(Recorded data)
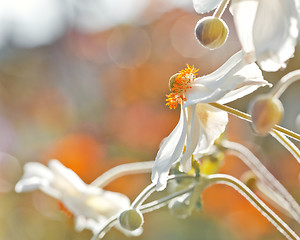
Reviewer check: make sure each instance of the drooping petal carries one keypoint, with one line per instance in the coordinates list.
(208, 88)
(275, 33)
(233, 80)
(66, 179)
(193, 134)
(212, 124)
(37, 176)
(169, 152)
(244, 12)
(247, 80)
(203, 6)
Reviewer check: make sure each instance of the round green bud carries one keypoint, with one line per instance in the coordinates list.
(266, 111)
(211, 32)
(131, 219)
(179, 208)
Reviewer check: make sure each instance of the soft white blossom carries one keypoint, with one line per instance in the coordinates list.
(90, 205)
(200, 124)
(268, 30)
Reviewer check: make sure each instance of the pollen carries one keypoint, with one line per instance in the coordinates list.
(178, 84)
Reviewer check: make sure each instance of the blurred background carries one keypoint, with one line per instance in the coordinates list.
(85, 82)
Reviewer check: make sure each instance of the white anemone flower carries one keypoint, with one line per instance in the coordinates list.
(200, 124)
(90, 205)
(268, 30)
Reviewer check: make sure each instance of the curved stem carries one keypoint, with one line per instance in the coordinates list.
(151, 188)
(284, 141)
(105, 228)
(139, 201)
(163, 201)
(247, 117)
(256, 202)
(122, 170)
(220, 9)
(284, 82)
(282, 196)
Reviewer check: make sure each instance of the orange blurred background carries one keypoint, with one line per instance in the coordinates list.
(93, 97)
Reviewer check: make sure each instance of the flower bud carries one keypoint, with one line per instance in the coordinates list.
(131, 219)
(179, 208)
(211, 32)
(266, 111)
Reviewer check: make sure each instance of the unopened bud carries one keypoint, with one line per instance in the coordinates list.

# EXERCISE OBJECTIVE
Return each line of the data, keeping its wording exact and omitting pictures.

# RESULT OF THIS EXERCISE
Reviewer check: make sure each instance of the drooping petal carries one keypoint, with one line per instance in the coordinates list.
(208, 88)
(275, 33)
(233, 80)
(66, 179)
(193, 134)
(212, 124)
(37, 176)
(169, 152)
(244, 12)
(247, 80)
(203, 6)
Reviewer check: make sure each instance of the round green bud carries one keypoint, with one line per instance in the coordinates list.
(266, 111)
(211, 32)
(131, 219)
(179, 208)
Reviewer check: make sure each instance of the soft white blossom carries one keypoint, with one line per instance in the coordinates list.
(90, 205)
(200, 124)
(268, 30)
Reviewer check: make sure each instance of the pollen carries one keypoint, with one line per instance in the coordinates list.
(178, 84)
Reviewer check: make sure each instance of the blurred background carries one keypoint, with one line per instance in the coordinates list.
(85, 82)
Reviewer check: make sure each instance of the white anemone flower carries one keypoint, with one line per instance in the coordinates list.
(200, 124)
(90, 205)
(268, 30)
Reviewer check: make sure each instance of the curved stem carries one keypoint, with one line per instance in the coordinates list.
(151, 188)
(284, 141)
(105, 228)
(139, 201)
(163, 201)
(247, 117)
(256, 202)
(122, 170)
(220, 9)
(284, 82)
(282, 196)
Reviewer check: make sure each instance of the orange blurred background carries one keypoint, with one line per instance in the coordinates list.
(93, 97)
Reviewer check: make sure each instance of the flower bud carries one keypoint, with one line per instance in the coordinates list.
(131, 219)
(179, 208)
(211, 32)
(266, 111)
Reviewer check: make sure each instance of the unopened bud carries one keypoint, with one line per instance in the coordinates list.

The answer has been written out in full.